◆ Provided records
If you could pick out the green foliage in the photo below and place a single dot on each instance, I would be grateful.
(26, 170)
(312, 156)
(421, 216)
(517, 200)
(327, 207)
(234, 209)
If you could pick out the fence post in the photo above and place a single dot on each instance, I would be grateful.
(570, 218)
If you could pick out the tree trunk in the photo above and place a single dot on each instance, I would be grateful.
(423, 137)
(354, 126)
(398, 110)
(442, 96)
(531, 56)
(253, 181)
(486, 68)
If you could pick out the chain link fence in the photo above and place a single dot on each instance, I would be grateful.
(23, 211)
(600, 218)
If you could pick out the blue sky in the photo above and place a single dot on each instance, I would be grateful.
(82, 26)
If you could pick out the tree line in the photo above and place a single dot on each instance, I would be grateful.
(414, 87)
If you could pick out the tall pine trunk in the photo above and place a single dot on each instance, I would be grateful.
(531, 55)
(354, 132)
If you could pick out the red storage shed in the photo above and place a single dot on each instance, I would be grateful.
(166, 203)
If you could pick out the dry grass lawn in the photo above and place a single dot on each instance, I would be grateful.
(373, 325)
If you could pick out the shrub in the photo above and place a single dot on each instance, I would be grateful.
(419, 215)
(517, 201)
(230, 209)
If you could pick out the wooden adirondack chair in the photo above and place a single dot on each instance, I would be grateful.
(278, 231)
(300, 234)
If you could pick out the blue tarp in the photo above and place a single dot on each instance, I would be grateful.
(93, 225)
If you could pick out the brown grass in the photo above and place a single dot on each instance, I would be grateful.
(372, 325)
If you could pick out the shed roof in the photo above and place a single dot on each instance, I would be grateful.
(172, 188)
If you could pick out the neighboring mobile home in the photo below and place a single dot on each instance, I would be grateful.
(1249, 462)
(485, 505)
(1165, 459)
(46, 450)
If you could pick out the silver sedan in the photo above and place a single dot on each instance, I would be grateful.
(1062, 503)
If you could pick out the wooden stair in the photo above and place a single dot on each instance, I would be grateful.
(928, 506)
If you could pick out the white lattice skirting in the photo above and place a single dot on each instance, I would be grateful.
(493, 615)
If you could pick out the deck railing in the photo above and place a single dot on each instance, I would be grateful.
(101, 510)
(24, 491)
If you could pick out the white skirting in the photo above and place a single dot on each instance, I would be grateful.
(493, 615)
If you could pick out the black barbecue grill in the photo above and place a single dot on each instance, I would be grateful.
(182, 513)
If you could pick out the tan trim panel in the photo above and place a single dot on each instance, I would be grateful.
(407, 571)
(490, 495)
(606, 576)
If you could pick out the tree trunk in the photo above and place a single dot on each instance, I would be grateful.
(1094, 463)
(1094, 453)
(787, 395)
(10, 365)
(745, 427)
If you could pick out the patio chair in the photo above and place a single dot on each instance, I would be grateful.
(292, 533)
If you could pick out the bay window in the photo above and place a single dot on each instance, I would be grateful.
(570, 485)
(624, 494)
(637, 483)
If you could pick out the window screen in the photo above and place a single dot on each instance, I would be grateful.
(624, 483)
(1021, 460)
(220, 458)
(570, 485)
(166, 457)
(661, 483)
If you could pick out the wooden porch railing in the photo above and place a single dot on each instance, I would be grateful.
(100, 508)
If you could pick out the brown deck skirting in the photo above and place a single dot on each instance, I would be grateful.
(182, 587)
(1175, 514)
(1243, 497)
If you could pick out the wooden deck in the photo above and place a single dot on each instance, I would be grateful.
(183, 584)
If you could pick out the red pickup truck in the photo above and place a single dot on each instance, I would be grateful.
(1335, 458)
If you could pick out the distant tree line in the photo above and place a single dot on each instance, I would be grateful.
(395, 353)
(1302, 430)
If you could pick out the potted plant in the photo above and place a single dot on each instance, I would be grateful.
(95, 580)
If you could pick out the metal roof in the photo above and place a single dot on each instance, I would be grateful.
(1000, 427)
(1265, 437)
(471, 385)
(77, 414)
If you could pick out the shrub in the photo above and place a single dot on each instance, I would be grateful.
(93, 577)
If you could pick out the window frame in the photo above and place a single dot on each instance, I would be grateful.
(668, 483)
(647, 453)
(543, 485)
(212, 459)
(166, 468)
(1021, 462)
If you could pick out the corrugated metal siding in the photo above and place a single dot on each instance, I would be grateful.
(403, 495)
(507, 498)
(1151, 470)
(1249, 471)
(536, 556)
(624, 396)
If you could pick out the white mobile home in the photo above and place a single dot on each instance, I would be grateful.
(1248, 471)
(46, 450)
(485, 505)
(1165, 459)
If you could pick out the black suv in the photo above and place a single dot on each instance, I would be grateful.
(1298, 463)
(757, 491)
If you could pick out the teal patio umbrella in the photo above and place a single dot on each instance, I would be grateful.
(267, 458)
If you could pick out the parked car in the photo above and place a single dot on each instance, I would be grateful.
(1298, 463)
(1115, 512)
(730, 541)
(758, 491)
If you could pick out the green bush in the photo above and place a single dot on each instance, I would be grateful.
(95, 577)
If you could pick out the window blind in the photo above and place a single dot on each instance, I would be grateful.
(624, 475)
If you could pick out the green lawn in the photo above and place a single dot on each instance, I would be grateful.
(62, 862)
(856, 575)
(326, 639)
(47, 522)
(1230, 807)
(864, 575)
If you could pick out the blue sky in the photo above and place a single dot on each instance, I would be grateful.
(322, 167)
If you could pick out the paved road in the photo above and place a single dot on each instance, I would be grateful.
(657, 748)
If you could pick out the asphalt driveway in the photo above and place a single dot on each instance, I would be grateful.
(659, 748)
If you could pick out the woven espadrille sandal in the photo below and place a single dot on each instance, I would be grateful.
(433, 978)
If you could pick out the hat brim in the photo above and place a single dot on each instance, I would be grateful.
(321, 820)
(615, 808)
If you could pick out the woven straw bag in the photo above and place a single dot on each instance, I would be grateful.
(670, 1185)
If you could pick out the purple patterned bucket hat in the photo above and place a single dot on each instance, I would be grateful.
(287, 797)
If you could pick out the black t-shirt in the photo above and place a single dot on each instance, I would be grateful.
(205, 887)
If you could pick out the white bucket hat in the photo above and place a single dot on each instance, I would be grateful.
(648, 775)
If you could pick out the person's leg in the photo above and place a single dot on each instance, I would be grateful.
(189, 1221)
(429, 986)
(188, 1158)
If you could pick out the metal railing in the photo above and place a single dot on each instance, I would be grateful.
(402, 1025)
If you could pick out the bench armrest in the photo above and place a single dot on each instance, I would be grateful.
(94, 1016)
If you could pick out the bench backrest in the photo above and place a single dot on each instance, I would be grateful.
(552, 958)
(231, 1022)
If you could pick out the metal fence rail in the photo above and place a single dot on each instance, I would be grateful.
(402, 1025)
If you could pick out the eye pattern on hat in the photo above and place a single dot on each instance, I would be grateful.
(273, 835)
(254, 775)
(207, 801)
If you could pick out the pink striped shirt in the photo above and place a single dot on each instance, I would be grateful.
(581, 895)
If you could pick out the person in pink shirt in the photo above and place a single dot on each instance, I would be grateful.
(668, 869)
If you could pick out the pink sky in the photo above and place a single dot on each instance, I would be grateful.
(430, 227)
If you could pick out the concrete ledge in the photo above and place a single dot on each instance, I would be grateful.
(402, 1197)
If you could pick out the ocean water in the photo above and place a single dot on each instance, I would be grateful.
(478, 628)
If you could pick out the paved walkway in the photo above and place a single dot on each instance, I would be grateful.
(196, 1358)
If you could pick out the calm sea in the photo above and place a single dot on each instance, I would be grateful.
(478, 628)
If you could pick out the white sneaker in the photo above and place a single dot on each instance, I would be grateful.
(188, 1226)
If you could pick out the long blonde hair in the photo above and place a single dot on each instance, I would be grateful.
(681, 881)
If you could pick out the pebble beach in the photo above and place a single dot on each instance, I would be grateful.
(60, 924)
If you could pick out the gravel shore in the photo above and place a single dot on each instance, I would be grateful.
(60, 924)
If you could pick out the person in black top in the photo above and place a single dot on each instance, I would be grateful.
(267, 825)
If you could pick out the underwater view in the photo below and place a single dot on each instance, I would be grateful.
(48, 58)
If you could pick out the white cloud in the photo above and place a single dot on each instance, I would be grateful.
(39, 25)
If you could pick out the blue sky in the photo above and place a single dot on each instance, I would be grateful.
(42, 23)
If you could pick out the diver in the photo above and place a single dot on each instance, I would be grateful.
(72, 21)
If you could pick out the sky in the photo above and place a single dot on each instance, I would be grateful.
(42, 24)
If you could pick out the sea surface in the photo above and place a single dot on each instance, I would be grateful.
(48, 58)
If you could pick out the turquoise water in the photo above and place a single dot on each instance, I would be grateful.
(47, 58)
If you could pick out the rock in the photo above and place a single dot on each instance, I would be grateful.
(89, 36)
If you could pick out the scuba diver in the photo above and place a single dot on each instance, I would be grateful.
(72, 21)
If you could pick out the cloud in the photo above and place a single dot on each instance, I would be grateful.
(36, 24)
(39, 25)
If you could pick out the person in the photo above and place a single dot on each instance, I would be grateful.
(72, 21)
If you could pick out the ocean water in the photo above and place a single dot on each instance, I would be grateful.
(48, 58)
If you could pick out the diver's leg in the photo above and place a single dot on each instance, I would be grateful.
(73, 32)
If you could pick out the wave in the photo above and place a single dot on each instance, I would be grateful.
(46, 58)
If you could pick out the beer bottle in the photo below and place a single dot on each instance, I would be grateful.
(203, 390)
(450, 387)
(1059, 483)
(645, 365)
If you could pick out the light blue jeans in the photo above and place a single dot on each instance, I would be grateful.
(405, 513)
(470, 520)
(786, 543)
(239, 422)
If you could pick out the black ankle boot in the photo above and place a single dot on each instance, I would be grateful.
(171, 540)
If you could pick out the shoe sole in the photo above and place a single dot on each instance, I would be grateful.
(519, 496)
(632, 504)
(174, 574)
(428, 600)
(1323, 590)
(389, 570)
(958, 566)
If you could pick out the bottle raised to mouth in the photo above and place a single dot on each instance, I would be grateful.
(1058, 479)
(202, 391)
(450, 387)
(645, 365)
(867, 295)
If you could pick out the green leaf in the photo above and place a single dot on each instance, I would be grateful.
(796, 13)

◆ Exercise directions
Write out exactly the lines from the one containing "If you could pick out the bottle" through the end of the data, both included. Add nothing else.

◆ Problem solution
If you could pick out the bottle raised to mouth in the photo above and place a single dot on each instance, I would be grateful.
(1058, 479)
(202, 391)
(450, 387)
(645, 365)
(867, 295)
If you could pick out the green leaf in the photo above and place a single dot on each instance, I would be grateful.
(796, 13)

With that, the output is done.